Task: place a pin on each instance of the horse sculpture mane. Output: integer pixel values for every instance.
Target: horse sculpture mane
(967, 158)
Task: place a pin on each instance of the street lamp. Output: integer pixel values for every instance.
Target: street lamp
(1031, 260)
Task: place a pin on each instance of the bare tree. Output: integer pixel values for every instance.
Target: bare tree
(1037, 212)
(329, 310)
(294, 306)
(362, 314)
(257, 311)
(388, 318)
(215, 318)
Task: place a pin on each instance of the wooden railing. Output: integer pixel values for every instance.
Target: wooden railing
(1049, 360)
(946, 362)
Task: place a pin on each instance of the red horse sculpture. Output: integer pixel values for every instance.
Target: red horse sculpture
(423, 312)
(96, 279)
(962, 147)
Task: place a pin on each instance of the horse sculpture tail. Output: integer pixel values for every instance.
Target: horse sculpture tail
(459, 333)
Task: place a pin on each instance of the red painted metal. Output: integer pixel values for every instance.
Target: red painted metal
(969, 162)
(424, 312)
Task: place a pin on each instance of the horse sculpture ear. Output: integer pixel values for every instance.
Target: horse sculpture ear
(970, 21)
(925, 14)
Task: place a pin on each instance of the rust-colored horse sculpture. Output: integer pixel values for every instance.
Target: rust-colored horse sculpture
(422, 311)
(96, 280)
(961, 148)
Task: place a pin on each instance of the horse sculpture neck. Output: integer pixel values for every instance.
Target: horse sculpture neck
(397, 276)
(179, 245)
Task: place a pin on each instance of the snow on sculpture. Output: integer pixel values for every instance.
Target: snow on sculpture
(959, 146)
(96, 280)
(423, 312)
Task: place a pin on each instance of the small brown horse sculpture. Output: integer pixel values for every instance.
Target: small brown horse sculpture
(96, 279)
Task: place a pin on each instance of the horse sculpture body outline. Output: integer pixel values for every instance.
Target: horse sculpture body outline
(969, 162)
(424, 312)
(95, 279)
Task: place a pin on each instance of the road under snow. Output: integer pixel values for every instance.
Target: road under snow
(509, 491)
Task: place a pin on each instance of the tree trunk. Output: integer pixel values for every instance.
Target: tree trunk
==========
* Directions for this task *
Reproduce the records from the line with "Task: place a pin on each instance of the wooden" up to and including the final line, keeping every request unchanged. Scale each pixel coordinate in the answers by 0.3 and round it to a whole number, with halves rounded up.

* The solution *
Task: place a pin on each instance of the wooden railing. Output: integer pixel values for every instance.
Target: wooden railing
(315, 108)
(284, 109)
Task: place a pin on each instance of the red horse sculpture. Output: integer pixel values for every instance.
Target: red horse sculpture
(127, 94)
(29, 84)
(289, 44)
Task: place a pin on each instance of the horse sculpture tail. Output: integer pixel values for every instance.
Target: horse sculpture tail
(138, 100)
Task: place a pin on each instance of the red painted metal. Output: integer pixel values for every instance.
Target: red painted metal
(291, 49)
(127, 94)
Task: place a pin on each instance of the horse sculpture ear. Output: integer pixel values for every instance.
Target: horse sculpture ear
(291, 6)
(278, 4)
Task: place a pin on each instance of the rust-colored horse sculpture. Output: integer pixel values for every instance.
Target: rust-colored horse sculpture
(127, 93)
(29, 84)
(288, 44)
Task: place a pin on each instance of the horse sculpture neck. Output: integer pixel values for every instance.
Target: horse sculpture neck
(119, 83)
(54, 74)
Task: place a pin on each instance of the snow on sculpture. Output: integer pixel values for every instance.
Target: snow on sculpture
(288, 44)
(29, 84)
(127, 94)
Task: place a pin on each instance of the small brown horse sculpture. Output: integer pixel values for every instance.
Target: small brown horse sculpture
(29, 84)
Task: place a pin on each instance of the horse sculpture body outline. Output: integer pixel values for every instance.
Target: horse sculpture body outline
(291, 49)
(127, 94)
(29, 84)
Task: place a pin on each instance of the road under snow. Output: integer pixel values for every instance.
Target: road under snow
(153, 147)
Task: place a pin on each instance of the tree trunk. Output: integer pixel values for every instance.
Target: tree trunk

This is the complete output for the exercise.